# Written task 1
Set down the passage of the Mohican bed thread starting at "Takes a couple" and ending at "and very uncomfortable.".
# Written task 2
According to the Mohican bed thread, why does rayrecrok lay hardboard pegboard over the slatted area? Answer in one to three sentences.

# Selected text
++++++
# mohican bed layout



## prog54 (Nov 22, 2010)

Newbie going on first trip at Easter.
Thought I would leave the easy learning bits till last (wrong).
Can anyone show me or tell me the layout for the double bed cushioning for a 2002 Mohican.

Regards
Panicking Terry


----------



## peedee (May 10, 2005)

Unfortunately mine is a modified bed but I think the principle is still the same. Facing forward, the left had bed needs to be extended sideways and length ways. The end of the bed should pop out with the push of a button and the flap then folds out to form a platform extension. Both the left and right hand beds can be widened using the pull outs. With all the extension out you fill in using the back of the seats and you may have other bits lurking about as well. 

You may find it is more comfortable to make them up as two singles and sleep length ways rather than across the van. 

Hope this works for you 

peedee


----------



## rayrecrok (Nov 21, 2008)

Hi.

Probably this.

Pull out the sliding bed mechanism, (I have some hardboard pegboard cut to the size for all the parts of the bed/seating to put over the slatted area for strength).

There is a sliding out part on the end of the L shape of the seat which pulls out also to make the bed base larger.

Put on the large seat cushion that makes up the L shape nearest you, pull the smaller seat cushion that makes up the L shape nearest you, fill all the the gaps next to the van wall with the two longest backrest cushions from both side of the van, and the short backrest cushion from the L shape backrest.

For the narrow bed on the opposite side, pull the extension mechanism out at the end of the narrow bed, slide the wide cushion to the end of the pull out, and we have a purpose made cushion to fill in the end where your pillow will be, you should have one of these as well they come with the van..

Clear as mud?...

Takes a couple of min's when you are used to it :wink: ..


----------



## raynipper (Aug 4, 2008)

Terry.
The only time we had a rear dinette/bed where you use the cushions for the bed, we always ended up between the cushions and very uncomfortable.
++++++
# Recorded data
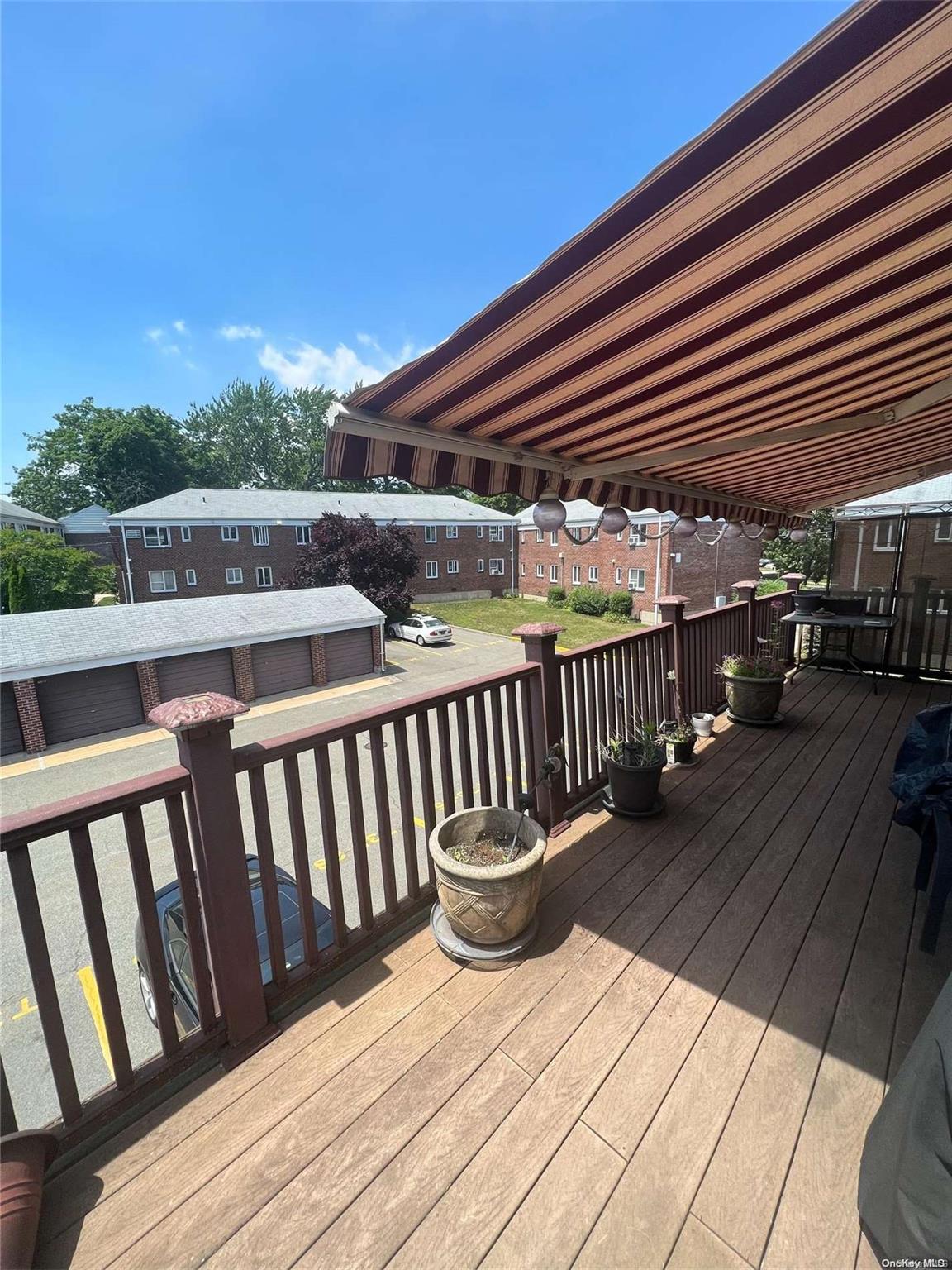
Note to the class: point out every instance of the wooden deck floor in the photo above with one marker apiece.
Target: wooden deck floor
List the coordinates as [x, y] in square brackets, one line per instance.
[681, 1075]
++++++
# Written response 1
Takes a couple of min's when you are used to it :wink: ..


----------



## raynipper (Aug 4, 2008)

Terry.
The only time we had a rear dinette/bed where you use the cushions for the bed, we always ended up between the cushions and very uncomfortable.

# Written response 2
rayrecrok lays hardboard pegboard over the slatted area for strength. The pegboard is cut to the size of all the parts of the bed and seating.